Dataset entries:
►

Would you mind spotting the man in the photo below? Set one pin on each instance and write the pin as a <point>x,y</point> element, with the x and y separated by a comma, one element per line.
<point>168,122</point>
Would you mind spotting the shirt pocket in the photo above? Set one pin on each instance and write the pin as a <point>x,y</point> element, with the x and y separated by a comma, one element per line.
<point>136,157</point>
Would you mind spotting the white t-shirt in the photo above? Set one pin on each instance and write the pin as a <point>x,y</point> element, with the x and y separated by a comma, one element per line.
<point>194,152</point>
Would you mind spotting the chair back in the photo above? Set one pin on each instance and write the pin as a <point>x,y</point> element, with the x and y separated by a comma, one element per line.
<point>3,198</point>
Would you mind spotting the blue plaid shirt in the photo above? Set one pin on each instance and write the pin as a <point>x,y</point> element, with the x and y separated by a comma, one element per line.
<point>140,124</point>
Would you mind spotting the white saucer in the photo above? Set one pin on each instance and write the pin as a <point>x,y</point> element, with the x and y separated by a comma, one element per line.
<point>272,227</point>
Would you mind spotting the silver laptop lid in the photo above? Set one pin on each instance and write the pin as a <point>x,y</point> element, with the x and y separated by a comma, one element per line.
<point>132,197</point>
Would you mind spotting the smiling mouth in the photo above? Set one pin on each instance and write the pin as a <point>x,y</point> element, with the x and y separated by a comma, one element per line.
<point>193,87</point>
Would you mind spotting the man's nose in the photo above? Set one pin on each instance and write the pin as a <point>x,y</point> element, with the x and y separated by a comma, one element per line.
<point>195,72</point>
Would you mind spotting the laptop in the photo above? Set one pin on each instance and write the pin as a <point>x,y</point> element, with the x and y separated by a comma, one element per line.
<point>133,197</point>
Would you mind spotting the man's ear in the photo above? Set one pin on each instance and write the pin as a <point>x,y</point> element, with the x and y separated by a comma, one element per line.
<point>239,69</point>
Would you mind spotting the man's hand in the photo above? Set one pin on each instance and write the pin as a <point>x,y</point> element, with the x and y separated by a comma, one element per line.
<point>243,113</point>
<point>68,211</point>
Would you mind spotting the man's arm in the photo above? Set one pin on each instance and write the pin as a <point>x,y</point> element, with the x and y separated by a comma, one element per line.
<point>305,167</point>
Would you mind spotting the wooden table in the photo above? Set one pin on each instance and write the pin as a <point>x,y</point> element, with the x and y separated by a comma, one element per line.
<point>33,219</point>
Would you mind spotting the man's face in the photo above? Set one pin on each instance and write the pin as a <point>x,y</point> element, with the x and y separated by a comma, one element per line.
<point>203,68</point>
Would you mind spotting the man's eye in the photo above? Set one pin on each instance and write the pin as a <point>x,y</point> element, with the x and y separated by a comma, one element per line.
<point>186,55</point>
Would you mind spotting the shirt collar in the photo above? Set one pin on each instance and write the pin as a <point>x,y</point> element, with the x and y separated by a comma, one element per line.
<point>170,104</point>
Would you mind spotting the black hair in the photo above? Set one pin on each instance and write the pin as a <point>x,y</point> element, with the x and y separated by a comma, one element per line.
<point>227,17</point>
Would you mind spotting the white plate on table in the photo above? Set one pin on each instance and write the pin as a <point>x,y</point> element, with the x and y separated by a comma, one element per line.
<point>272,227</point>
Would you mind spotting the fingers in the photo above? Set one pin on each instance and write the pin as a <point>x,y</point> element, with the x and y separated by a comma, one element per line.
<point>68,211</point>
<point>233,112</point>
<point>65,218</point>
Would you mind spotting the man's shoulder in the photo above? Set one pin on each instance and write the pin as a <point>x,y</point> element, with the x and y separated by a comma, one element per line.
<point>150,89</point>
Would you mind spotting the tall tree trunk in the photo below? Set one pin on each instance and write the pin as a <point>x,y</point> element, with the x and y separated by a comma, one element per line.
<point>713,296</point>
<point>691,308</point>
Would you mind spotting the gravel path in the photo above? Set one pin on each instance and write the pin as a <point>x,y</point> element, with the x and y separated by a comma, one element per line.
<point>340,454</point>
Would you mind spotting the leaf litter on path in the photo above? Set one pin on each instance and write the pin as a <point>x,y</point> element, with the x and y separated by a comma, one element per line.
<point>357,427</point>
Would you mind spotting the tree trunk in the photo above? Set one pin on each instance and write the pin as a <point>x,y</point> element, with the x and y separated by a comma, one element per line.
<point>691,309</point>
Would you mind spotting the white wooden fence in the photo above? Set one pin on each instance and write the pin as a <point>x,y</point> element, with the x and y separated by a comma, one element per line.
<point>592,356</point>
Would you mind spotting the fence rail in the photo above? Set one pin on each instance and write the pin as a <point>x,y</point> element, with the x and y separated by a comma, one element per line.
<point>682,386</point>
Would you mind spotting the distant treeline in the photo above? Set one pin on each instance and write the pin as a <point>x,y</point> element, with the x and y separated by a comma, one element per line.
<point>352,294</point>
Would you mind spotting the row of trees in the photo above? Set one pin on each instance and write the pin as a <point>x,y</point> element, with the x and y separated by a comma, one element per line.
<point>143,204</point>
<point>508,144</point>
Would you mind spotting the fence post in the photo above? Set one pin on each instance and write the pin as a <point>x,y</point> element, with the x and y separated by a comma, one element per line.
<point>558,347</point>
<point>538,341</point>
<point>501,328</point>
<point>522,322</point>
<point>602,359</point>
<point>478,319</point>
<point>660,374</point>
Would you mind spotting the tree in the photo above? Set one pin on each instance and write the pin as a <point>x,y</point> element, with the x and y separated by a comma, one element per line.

◄

WHAT THIS TASK INVOLVES =
An exact transcript of all the records is the expected result.

EXPECTED ANSWER =
Would you mind spotting the man in the photo below? Set one pin on each instance and write the pin as a <point>x,y</point> element, with the x and y separated by a comma, one element per line.
<point>168,122</point>
Would you mind spotting the shirt pocket in the photo above? Set one pin on each instance and write the pin as a <point>x,y</point> element, with the x and y separated by a comma, one element per line.
<point>136,157</point>
Would you mind spotting the white t-shirt in the photo above? Set one pin on each instance and write the pin as a <point>x,y</point> element, with the x and y separated by a comma, one element per line.
<point>194,152</point>
Would you mind spotting the chair back in the photo above? Set one pin on each instance and write the pin as a <point>x,y</point> element, with the x and y separated by a comma, one element per line.
<point>3,198</point>
Would you mind spotting the blue plaid shirt in the photo above? Set one pin on each instance and write the pin as a <point>x,y</point> element, with the x and y separated by a comma, one element per line.
<point>140,124</point>
Would you mind spotting the white saucer in the photo above? Set one pin on each instance and write the pin as a <point>x,y</point> element, with the x and y separated by a comma, one element per line.
<point>272,227</point>
Would you mind spotting the silver laptop lid in the photo above? Set one pin on each instance and write the pin as a <point>x,y</point> element, with the x and y separated by a comma, one element per line.
<point>132,197</point>
Would you mind spotting the smiling mouth in the photo above? Set one pin on each instance and write the pin as a <point>x,y</point> element, with the x and y separated by a comma, one element per line.
<point>193,87</point>
Would you mind spotting the man's nose in the photo above? Set one pin on each instance and write the pin as a <point>x,y</point> element, with the x and y separated by a comma, one element per line.
<point>195,72</point>
Would you mind spotting the laptop in the photo above? Set one pin on each instance and write the pin as a <point>x,y</point> element, with the x and y separated by a comma, one element per line.
<point>133,197</point>
Would you mind spotting the man's ear in the photo above? Set one pin on each instance and write the pin as a <point>x,y</point> element, with the x and y separated by a comma, one element per line.
<point>239,69</point>
Would you mind spotting the man's hand in the photo above? Set one pin on each instance and write the pin as a <point>x,y</point> element, with the x and y separated by a comma, one element per line.
<point>243,113</point>
<point>68,211</point>
Would you mind spotting the man's arm in the photo above? Set one pin on each instance and write the pin as a <point>x,y</point> element, with the x and y separated by a comma, one element per line.
<point>305,167</point>
Would you mind spotting the wooden table in the photo above? Set one pin on each instance and write the pin as a <point>x,y</point> element, with the x and y separated by a comma, one element per line.
<point>33,219</point>
Would you mind spotting the man's face in the photo above? Set one pin on each instance and write the pin as a <point>x,y</point> element, with the x and y separated by a comma, one element per line.
<point>203,68</point>
Would you mind spotting the man's eye in the photo above? Set one pin on each instance and write the pin as a <point>x,y</point> element, with the x and y separated by a comma, one element per line.
<point>186,55</point>
Would you mind spotting the shirt collar in the photo above? Set one pin on each instance and write the pin as a <point>x,y</point> element, with the x and y separated by a comma, one element per line.
<point>170,104</point>
Would you mind spotting the black hair in the photo above? Set one pin on each instance and write the pin as a <point>x,y</point> element, with the x and y separated by a comma, one element per line.
<point>227,17</point>
Would you mind spotting the white plate on table in the photo above? Set one pin on each instance and write the pin as a <point>x,y</point> element, with the x and y separated by a comma, one element per line.
<point>272,227</point>
Would you mind spotting the fingers in the photo above? Set one pin on each instance and write the pin as a <point>x,y</point> element, with the x and y separated by a comma, one element per line.
<point>68,211</point>
<point>233,112</point>
<point>65,218</point>
Would you mind spotting the man's shoulder in the photo above? Set one pin on each instance and write the pin as a <point>x,y</point> element, with the x and y separated by a comma, one element per line.
<point>150,89</point>
Would you mind spotting the tall tree trunk in the photo below? Set one pin on each instance and write the pin as a <point>x,y</point> element, with the x and y separated by a comma, one element per line.
<point>713,296</point>
<point>691,308</point>
Would you mind spotting the gravel path in the photo above? Set one pin on each instance and write the pin as a <point>x,y</point> element, with the x and y separated by a comma, one element per line.
<point>340,454</point>
Would you mind spotting the leaf litter on path in the photo above? Set one pin on each instance and write the pin as a <point>x,y</point> element, with the x and y separated by a comma, one element per line.
<point>357,427</point>
Would you mind spotting the tree trunk in the photo above? Set one pin on each instance and write the pin as a <point>x,y</point> element, with the x and y separated by a comma, one element per line.
<point>691,309</point>
Would you mind spotting the white wooden fence in the photo above? Set one pin on each instance and write the pin as a <point>x,y</point> element, with the x and y separated by a comma, one element per line.
<point>592,356</point>
Would you mind spotting the fence rail in the photo above? Set one pin on each instance and write the pin as a <point>x,y</point> element, with the x and y separated by a comma, one element per line.
<point>682,386</point>
Would you mind spotting the distant treeline in the photo above? Set one pin on each instance and write the pin as a <point>x,y</point> element, with the x and y separated by a comma, one element per line.
<point>352,294</point>
Would you mind spotting the row of trees in the photo above? Set one pin on each instance and write the pin as a <point>x,y</point> element, with the x and y separated by a comma, one element per line.
<point>143,204</point>
<point>508,144</point>
Would you mind spotting the fence post in the photo above? Set one pin on each instance and write the pin as a <point>x,y</point> element, with the x and y separated by a comma, one element per line.
<point>558,347</point>
<point>538,341</point>
<point>501,328</point>
<point>522,322</point>
<point>602,359</point>
<point>478,319</point>
<point>660,374</point>
Would you mind spotting the tree in the photo above? Set one pin on each instance and write the pin as a <point>x,y</point> element, with the x and y separated by a comma, one element per line.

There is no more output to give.